→ **Aim**: Return every line of the material exactly.

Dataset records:
####

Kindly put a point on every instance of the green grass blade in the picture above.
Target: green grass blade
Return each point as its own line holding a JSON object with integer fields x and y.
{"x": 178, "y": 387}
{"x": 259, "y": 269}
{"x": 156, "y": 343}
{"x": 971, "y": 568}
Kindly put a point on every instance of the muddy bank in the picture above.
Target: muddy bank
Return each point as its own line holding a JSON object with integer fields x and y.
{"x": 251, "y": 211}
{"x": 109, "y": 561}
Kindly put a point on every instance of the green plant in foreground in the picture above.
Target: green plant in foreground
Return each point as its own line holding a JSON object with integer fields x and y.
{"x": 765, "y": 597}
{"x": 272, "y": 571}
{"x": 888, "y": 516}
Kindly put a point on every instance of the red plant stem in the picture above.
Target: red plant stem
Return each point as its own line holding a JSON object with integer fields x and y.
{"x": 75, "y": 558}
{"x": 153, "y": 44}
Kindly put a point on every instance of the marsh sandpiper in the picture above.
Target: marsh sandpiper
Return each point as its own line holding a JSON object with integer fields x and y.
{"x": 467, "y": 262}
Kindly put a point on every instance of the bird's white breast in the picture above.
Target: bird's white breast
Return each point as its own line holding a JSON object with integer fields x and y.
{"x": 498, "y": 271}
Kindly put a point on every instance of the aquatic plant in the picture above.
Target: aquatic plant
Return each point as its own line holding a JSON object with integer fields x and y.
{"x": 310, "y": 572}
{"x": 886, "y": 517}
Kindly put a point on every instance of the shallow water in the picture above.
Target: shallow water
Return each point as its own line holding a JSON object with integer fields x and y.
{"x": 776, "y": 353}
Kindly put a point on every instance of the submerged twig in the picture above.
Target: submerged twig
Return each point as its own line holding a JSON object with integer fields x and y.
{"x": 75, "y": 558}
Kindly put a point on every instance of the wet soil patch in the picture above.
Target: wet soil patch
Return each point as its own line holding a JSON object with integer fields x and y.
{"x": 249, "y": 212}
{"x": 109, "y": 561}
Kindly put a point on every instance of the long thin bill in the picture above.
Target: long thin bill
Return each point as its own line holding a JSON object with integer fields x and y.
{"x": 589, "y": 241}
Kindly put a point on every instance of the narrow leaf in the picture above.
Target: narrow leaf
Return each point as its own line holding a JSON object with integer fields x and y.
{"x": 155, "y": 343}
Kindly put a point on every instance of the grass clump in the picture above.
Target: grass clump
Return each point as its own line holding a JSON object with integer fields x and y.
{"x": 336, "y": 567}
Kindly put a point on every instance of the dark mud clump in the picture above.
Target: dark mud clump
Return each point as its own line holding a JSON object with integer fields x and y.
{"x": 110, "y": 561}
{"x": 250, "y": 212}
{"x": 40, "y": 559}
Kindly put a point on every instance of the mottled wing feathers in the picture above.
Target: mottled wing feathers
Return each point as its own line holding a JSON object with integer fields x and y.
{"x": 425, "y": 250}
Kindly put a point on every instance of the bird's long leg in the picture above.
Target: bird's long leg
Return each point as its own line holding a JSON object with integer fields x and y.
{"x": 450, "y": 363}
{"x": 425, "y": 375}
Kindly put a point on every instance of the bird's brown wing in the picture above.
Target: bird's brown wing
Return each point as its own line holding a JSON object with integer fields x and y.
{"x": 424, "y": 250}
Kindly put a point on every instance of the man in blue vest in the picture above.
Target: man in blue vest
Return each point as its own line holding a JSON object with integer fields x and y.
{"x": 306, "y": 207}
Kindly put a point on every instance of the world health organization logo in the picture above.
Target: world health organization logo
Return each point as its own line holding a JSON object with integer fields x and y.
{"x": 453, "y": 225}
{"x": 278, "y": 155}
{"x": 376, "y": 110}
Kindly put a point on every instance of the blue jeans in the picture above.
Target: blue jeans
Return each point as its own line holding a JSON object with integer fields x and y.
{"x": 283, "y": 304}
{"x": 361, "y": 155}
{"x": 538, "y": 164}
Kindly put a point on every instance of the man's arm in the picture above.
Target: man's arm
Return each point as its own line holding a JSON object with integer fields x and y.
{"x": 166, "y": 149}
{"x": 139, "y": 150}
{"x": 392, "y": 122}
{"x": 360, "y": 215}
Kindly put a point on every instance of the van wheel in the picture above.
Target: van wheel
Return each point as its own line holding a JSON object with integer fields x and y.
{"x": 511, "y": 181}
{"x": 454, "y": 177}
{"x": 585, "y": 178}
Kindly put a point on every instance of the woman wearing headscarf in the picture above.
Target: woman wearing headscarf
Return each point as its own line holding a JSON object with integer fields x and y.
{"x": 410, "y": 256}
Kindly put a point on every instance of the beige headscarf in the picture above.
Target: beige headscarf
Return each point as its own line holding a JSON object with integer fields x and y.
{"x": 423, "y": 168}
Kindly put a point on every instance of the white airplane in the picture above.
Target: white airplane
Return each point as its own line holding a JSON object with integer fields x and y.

####

→ **Answer to this task**:
Kindly put a point on every instance of the green grass blade in the picture above.
Target: green grass blade
Return each point as its own line holding a JSON object with integer fields x and y.
{"x": 178, "y": 387}
{"x": 259, "y": 269}
{"x": 156, "y": 343}
{"x": 971, "y": 568}
Kindly put a point on every instance of the muddy bank in the picture above.
Target: muddy bank
Return each point as its own line holding a JSON object with integer fields x and y.
{"x": 251, "y": 211}
{"x": 109, "y": 561}
Kindly put a point on every instance of the green plant in foreground in the picture above.
Target: green plant in foreground
Return each point as its own line holding a JSON object with integer fields x and y.
{"x": 765, "y": 597}
{"x": 272, "y": 571}
{"x": 888, "y": 516}
Kindly put a point on every instance of the red plant stem in the picture above.
Target: red plant stem
Return each point as its own line holding a JSON object with integer fields x and y.
{"x": 75, "y": 558}
{"x": 153, "y": 44}
Kindly put a point on every instance of the marsh sandpiper in the picture above.
Target: marsh sandpiper
Return each point as its own line holding a JSON object with integer fields x and y.
{"x": 467, "y": 262}
Kindly put a point on every instance of the bird's white breast in the picture above.
Target: bird's white breast
Return each point as its own line holding a JSON object with integer fields x and y.
{"x": 498, "y": 271}
Kindly put a point on every instance of the aquatic plant in the picture above.
Target: aquatic plant
Return each point as its own line holding a JSON object with integer fields x and y.
{"x": 310, "y": 572}
{"x": 886, "y": 517}
Kindly put a point on every instance of the shallow water in the picture above.
Target: shallow water
Return each point as its own line holding a JSON object with integer fields x and y.
{"x": 776, "y": 353}
Kindly put a point on every instance of the submerged twig in the picture above.
Target: submerged twig
Return each point as its own line holding a JSON object with integer fields x and y.
{"x": 75, "y": 558}
Kindly put a point on every instance of the wet soil patch in the picture above.
Target: wet soil patch
Return each point as its own line holding a JSON object with integer fields x and y.
{"x": 249, "y": 212}
{"x": 109, "y": 561}
Kindly put a point on every instance of the long thin bill in the picture above.
Target: long thin bill
Return each point as its own line holding a JSON object with integer fields x and y.
{"x": 589, "y": 241}
Kindly put a point on every instance of the narrow leaf in the picture above.
Target: narrow leaf
Return each point as its own line holding a JSON object with integer fields x and y.
{"x": 155, "y": 343}
Kindly put a point on every instance of the grass clump in the picture above.
Target: grass clump
Return each point as its own line holding a JSON object with integer fields x and y.
{"x": 336, "y": 567}
Kindly put a point on every instance of the dark mud clump in the picture above.
Target: dark mud clump
Return each point as its own line holding a JSON object with integer fields x and y.
{"x": 110, "y": 561}
{"x": 250, "y": 212}
{"x": 40, "y": 559}
Kindly put a point on every instance of the mottled wing feathers in the picture above.
Target: mottled wing feathers
Return each point as its own line holding a JSON object with integer fields x and y.
{"x": 425, "y": 250}
Kindly put a point on every instance of the bird's long leg in the picture above.
Target: bird's long leg
Return each point as its own line holding a JSON object with integer fields x and y.
{"x": 450, "y": 363}
{"x": 425, "y": 375}
Kindly put a point on every instance of the bird's brown wing in the picture above.
Target: bird's brown wing
Return each point as its own line holding a JSON object with integer fields x and y.
{"x": 424, "y": 250}
Kindly put a point on every instance of the man in blue vest in the picture above.
Target: man in blue vest
Return each point as its own line holding a JSON object with integer fields x and y.
{"x": 306, "y": 207}
Kindly put a point on every instance of the world health organization logo in the picture above.
Target: world health organization logo
Return each point as its own line holding a JSON object with integer fields x and y.
{"x": 453, "y": 225}
{"x": 278, "y": 155}
{"x": 376, "y": 110}
Kindly put a point on every instance of the blue jeans in the picture above.
Target: blue jeans
Return each point as its own line holding a JSON object with integer fields x and y.
{"x": 283, "y": 304}
{"x": 361, "y": 155}
{"x": 538, "y": 164}
Kindly put a point on every instance of the man's arm in the picture above.
Target: man's arm
Return each point as its own line holding a JSON object with integer fields x and y.
{"x": 166, "y": 149}
{"x": 139, "y": 150}
{"x": 392, "y": 122}
{"x": 360, "y": 215}
Kindly put a point on every instance of the van wheel in the picture above.
Target: van wheel
Return each point as its own line holding a JSON object with integer fields x and y.
{"x": 511, "y": 181}
{"x": 454, "y": 177}
{"x": 585, "y": 178}
Kindly put a point on every instance of the woman wearing headscarf in the picture above.
Target: woman wearing headscarf
Return each point as its own line holding a JSON object with integer fields x and y.
{"x": 410, "y": 256}
Kindly put a point on every instance of the beige headscarf in the picture above.
Target: beige headscarf
Return each point as its own line holding a JSON object with integer fields x and y.
{"x": 423, "y": 168}
Kindly put a point on every instance of the white airplane in the picture above.
Target: white airplane
Return each point as its own line holding a JSON object with integer fields x and y.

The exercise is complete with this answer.